- [Written problem]: State how many lines in the entries below contain the word "hand". Reply with the number alone.

- [Provided records]:

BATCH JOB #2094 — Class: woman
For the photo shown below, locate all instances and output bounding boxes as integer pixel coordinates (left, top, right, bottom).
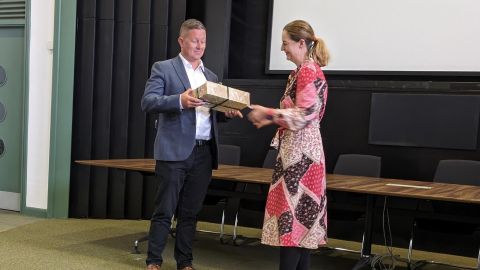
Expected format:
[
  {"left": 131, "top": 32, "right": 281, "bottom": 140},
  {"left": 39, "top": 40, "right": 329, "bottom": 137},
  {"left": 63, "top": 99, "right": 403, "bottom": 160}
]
[{"left": 248, "top": 20, "right": 329, "bottom": 270}]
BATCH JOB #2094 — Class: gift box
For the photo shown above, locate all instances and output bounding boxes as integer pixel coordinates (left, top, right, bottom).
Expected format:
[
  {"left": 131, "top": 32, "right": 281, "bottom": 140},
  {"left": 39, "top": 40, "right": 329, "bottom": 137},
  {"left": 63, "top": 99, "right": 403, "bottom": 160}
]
[{"left": 193, "top": 81, "right": 250, "bottom": 112}]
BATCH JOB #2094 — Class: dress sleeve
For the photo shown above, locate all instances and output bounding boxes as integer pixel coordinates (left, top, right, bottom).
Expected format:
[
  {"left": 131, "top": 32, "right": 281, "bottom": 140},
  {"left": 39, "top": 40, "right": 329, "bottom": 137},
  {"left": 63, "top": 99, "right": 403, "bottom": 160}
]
[{"left": 273, "top": 65, "right": 319, "bottom": 130}]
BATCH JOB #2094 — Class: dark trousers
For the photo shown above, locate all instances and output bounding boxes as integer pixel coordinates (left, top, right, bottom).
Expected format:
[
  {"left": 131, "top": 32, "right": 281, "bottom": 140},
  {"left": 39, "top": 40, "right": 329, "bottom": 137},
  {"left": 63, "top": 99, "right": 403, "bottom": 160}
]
[
  {"left": 146, "top": 145, "right": 212, "bottom": 269},
  {"left": 279, "top": 247, "right": 310, "bottom": 270}
]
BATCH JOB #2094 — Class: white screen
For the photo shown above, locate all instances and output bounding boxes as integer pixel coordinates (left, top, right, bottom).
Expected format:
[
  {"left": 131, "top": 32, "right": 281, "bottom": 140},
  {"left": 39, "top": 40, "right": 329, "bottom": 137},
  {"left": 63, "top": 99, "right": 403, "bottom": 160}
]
[{"left": 267, "top": 0, "right": 480, "bottom": 72}]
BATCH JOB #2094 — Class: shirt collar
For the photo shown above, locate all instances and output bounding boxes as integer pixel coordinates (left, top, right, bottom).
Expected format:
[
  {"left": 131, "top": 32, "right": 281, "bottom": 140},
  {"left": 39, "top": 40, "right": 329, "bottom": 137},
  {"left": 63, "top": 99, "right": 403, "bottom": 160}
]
[{"left": 178, "top": 53, "right": 205, "bottom": 72}]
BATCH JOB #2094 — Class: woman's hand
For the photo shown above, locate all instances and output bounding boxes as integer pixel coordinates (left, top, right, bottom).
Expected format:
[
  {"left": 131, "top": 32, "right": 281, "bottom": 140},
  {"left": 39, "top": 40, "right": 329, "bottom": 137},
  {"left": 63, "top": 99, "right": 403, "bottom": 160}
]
[
  {"left": 225, "top": 110, "right": 243, "bottom": 118},
  {"left": 248, "top": 105, "right": 273, "bottom": 128}
]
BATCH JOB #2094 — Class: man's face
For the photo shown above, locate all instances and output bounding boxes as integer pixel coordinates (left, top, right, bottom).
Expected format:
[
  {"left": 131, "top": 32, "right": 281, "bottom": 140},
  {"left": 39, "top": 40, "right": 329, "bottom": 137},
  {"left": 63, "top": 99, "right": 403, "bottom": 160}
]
[{"left": 178, "top": 29, "right": 207, "bottom": 62}]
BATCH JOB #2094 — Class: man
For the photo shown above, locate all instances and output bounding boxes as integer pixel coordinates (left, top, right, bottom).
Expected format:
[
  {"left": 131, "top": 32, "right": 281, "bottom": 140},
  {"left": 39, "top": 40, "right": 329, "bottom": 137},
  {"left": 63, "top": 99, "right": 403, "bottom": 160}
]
[{"left": 142, "top": 19, "right": 243, "bottom": 270}]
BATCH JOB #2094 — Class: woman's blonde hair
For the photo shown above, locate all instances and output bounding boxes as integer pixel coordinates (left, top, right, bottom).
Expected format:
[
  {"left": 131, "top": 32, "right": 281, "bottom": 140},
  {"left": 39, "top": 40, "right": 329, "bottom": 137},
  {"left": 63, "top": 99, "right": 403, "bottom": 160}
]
[{"left": 283, "top": 20, "right": 330, "bottom": 67}]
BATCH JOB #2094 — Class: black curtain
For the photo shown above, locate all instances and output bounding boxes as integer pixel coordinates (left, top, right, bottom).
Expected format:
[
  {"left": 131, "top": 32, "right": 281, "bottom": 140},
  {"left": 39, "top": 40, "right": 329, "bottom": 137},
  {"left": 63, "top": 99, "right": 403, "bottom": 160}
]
[{"left": 70, "top": 0, "right": 180, "bottom": 219}]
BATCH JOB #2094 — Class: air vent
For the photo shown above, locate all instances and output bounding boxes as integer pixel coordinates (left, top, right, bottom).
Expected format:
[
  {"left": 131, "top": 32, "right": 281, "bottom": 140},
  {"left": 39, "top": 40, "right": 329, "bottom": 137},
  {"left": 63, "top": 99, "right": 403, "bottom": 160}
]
[
  {"left": 0, "top": 0, "right": 25, "bottom": 25},
  {"left": 0, "top": 139, "right": 5, "bottom": 157}
]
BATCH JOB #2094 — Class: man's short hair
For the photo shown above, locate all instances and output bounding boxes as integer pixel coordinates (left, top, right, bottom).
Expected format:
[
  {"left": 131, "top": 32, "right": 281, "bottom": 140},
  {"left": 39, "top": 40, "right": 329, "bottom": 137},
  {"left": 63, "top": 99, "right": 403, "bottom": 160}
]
[{"left": 180, "top": 19, "right": 207, "bottom": 36}]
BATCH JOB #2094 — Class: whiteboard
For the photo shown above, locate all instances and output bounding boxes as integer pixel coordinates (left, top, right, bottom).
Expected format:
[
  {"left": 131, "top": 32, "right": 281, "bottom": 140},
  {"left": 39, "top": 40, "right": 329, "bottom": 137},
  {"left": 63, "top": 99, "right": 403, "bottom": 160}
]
[{"left": 266, "top": 0, "right": 480, "bottom": 75}]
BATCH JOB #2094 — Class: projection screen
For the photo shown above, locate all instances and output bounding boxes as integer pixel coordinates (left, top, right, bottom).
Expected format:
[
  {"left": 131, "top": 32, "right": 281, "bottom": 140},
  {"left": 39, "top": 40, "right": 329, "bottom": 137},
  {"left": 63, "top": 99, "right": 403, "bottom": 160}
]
[{"left": 266, "top": 0, "right": 480, "bottom": 76}]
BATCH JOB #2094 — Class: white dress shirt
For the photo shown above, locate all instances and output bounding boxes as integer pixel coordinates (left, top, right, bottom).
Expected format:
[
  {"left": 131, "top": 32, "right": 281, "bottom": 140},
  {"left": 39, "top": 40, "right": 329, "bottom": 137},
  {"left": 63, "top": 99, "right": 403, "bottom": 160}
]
[{"left": 179, "top": 53, "right": 212, "bottom": 140}]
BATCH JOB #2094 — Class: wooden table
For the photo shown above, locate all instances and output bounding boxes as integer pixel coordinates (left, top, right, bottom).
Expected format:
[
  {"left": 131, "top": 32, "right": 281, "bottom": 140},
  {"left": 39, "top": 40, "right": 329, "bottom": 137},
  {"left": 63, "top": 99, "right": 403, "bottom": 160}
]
[{"left": 75, "top": 159, "right": 480, "bottom": 262}]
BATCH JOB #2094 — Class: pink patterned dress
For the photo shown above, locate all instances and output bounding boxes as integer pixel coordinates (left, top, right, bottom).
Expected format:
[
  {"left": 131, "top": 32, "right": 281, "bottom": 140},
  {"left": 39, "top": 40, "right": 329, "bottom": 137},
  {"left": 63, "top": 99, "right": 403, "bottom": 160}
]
[{"left": 262, "top": 60, "right": 328, "bottom": 249}]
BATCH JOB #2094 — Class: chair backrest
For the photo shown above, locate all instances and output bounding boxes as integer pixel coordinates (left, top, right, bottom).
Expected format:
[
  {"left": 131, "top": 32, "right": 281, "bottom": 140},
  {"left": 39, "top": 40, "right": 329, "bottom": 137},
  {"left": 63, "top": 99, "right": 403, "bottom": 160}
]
[
  {"left": 333, "top": 154, "right": 382, "bottom": 177},
  {"left": 218, "top": 144, "right": 241, "bottom": 165},
  {"left": 433, "top": 159, "right": 480, "bottom": 186},
  {"left": 262, "top": 149, "right": 278, "bottom": 169}
]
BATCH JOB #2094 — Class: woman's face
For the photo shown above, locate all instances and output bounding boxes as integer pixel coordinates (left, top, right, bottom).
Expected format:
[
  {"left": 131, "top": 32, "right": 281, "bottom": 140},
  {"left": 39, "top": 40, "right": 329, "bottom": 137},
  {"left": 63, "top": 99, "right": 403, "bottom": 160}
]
[{"left": 282, "top": 31, "right": 307, "bottom": 66}]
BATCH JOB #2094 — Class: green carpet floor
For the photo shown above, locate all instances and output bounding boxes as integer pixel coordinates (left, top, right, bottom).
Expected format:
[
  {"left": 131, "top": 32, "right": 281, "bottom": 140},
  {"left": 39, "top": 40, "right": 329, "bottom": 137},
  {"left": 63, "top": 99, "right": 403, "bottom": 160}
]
[{"left": 0, "top": 219, "right": 475, "bottom": 270}]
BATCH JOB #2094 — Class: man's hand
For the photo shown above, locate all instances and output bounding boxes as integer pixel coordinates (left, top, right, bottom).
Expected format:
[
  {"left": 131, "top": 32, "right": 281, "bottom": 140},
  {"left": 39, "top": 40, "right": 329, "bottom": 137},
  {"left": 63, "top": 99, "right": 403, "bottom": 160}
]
[
  {"left": 180, "top": 88, "right": 204, "bottom": 109},
  {"left": 225, "top": 110, "right": 243, "bottom": 118}
]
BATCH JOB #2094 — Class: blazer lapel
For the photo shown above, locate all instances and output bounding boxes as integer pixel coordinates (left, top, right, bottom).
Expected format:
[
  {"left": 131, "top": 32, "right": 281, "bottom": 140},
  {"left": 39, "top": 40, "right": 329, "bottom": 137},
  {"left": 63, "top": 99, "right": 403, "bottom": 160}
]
[{"left": 172, "top": 56, "right": 191, "bottom": 90}]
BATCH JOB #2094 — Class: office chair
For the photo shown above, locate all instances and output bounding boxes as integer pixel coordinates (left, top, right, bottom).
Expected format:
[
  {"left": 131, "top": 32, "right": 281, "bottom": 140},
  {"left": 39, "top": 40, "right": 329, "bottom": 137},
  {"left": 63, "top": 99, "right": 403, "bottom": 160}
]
[
  {"left": 232, "top": 148, "right": 278, "bottom": 246},
  {"left": 199, "top": 144, "right": 241, "bottom": 243},
  {"left": 327, "top": 154, "right": 382, "bottom": 255},
  {"left": 407, "top": 160, "right": 480, "bottom": 269}
]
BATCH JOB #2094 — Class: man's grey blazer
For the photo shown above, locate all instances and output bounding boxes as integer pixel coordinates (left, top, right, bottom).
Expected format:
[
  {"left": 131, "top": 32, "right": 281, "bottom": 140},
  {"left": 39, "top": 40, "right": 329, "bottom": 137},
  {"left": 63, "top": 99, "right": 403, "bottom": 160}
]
[{"left": 142, "top": 56, "right": 225, "bottom": 168}]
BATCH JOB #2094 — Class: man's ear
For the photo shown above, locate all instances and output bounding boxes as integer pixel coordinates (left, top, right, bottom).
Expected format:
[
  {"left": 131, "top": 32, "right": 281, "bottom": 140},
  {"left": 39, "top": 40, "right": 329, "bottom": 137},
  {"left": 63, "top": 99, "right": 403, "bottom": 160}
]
[{"left": 177, "top": 37, "right": 183, "bottom": 48}]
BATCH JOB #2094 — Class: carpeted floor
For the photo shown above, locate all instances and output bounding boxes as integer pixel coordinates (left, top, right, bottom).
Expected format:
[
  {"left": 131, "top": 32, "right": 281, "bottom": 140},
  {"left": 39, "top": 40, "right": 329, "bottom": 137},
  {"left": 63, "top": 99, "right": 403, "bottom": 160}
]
[{"left": 0, "top": 216, "right": 475, "bottom": 270}]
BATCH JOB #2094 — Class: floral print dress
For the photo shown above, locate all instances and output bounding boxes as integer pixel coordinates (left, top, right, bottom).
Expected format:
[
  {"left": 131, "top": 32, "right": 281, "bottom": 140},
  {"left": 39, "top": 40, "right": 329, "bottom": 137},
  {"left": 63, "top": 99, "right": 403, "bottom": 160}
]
[{"left": 262, "top": 60, "right": 328, "bottom": 249}]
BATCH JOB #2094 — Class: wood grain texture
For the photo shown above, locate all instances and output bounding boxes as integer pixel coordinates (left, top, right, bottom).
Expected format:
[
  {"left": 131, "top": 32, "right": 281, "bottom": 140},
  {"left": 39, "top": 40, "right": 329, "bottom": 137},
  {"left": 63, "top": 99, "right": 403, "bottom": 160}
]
[{"left": 75, "top": 159, "right": 480, "bottom": 204}]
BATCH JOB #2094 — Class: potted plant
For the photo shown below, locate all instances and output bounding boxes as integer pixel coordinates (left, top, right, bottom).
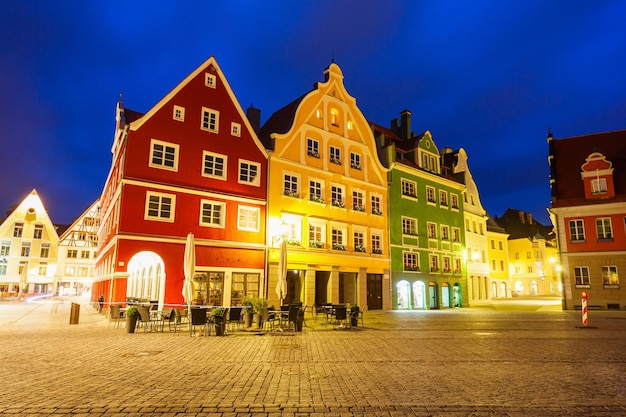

- [Solved problem]: 2